- Tarefas:
- A) Extraia do artigo de Luis Nassif, sem alterações, o trecho que começa nas palavras "A lógica do" e termina depois de "repentinas de preços.".
- B) Segundo o artigo de Luis Nassif, há quantos anos Gustavo Loyola é uma das fontes mais ouvidas pela mídia?

- Fonte:
---------------
O terraplanismo que submete o país aos acionistas da Petrobras, por Luis Nassif

Aí talvez parem de encarar o bolsonarismo como acidente de percurso e entendam que é filho direto das teorias que desmontaram qualquer resquício de solidariedade e, das quais, eles são meros arautos e repetidores de bordões.

Na UOL, é anunciado “entrevista exclusiva” com o ex-presidente do Banco Central Gustavo Loyola. No jornalismo, o “exclusiva” é palavra reservada para eventos “exclusivos” relevantes. Por exemplo, uma entrevista com o presidente do Banco Mundial, com o líder dos democratas no Congresso americano. Loyola é uma das fontes mais ouvidas pela mídia há 20 anos.

E o que ele diz? Subsidiar gasolina é dar dinheiro público para rico. Em O Globo, Mirian Leitão repete o mesmo bordão. E o mesmo bordão é repetido na CNN pelo conservadorismo ilustrado de William Waack e pelo conservadorismo tosco de Boris Casoy. Já a jornalista de mercado diz que quem propõe segurar os preços dos combustíveis não entende das leis do mercado, como se o mercado fosse regulado por leis científicas, independentemente das circunstâncias. E o procurador do Ministério Público denuncia o governo, por tentar interferir nos preços da Petrobras. E, como leitor atento dos jornais, o vice-presidente general Hamilton Mourão faz ar grave e pontifica: “Mexer nos preços provocará desastres posteriores, que já conhecemos”.

É um besteirol continuado. E porque besteirol? Porque ignoram – por ignorância ou por malícia – outras leis verdadeiramente essenciais, de mercado e de políticas públicas.

Antes, vamos dar um pequeno mergulho na retórica desenvolvida por seguidores de Ludwig Von Mises para combater os críticos dos abusos de mercado.

A lógica do mercado

O trabalho  “O viés cognitivo por trás das leis anti-explosão de preços – análise”, de Patrick Carrol dá uma boa pista sobre os argumentos dos nossos mercadistas.

É um roteiro para os seguidores de Von Mises rebater as críticas contra altas repentinas de preços.

Segundo o autor, a reação das pessoas se deve ao “viés do status quo”, uma “preferência infundada pelo estado atual das coisas e, portanto, uma aversão irracional à mudança”.  O que equivaleria dizer que a jovem que reage ao estupro se move por uma “aversão irracional à mudança”.
---------------
- Registros fornecidos:
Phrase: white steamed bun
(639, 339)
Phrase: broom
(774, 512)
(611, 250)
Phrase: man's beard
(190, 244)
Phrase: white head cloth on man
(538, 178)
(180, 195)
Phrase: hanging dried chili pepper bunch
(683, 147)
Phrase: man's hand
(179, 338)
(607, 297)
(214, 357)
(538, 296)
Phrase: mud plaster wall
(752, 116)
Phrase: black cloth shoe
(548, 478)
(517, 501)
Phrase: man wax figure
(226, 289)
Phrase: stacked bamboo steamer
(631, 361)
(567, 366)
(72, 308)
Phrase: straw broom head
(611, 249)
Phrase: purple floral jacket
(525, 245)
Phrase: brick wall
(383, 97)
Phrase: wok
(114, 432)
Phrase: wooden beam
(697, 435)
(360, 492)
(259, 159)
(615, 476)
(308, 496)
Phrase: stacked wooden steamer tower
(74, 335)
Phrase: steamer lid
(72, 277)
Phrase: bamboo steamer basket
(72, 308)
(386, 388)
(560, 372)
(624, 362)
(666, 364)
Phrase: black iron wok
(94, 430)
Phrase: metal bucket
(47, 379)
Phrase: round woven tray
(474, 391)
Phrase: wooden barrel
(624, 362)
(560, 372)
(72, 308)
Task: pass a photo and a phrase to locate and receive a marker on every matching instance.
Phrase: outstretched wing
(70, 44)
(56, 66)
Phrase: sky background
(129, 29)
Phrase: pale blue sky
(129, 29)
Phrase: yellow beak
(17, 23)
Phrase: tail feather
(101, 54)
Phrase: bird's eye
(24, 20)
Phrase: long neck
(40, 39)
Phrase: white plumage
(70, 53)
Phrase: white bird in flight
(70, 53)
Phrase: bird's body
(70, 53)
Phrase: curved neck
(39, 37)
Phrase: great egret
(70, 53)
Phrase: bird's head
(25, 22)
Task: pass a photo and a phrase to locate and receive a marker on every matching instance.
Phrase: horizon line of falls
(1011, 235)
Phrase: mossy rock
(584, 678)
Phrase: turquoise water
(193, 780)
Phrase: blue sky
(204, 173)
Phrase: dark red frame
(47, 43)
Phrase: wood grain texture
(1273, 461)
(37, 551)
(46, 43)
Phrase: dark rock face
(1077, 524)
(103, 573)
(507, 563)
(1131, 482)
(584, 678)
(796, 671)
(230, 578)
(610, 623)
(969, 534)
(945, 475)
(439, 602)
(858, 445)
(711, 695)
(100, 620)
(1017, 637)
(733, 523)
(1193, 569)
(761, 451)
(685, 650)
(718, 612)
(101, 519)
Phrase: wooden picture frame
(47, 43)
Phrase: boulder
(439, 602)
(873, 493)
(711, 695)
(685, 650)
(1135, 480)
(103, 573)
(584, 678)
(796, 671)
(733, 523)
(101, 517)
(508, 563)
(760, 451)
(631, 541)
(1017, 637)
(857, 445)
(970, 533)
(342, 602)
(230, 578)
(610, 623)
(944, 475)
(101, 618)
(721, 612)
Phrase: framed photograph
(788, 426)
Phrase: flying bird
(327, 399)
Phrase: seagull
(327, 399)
---------------
- Resultados por tarefa:
- A)
A lógica do mercado

O trabalho  “O viés cognitivo por trás das leis anti-explosão de preços – análise”, de Patrick Carrol dá uma boa pista sobre os argumentos dos nossos mercadistas.

É um roteiro para os seguidores de Von Mises rebater as críticas contra altas repentinas de preços.

- B) Há 20 anos.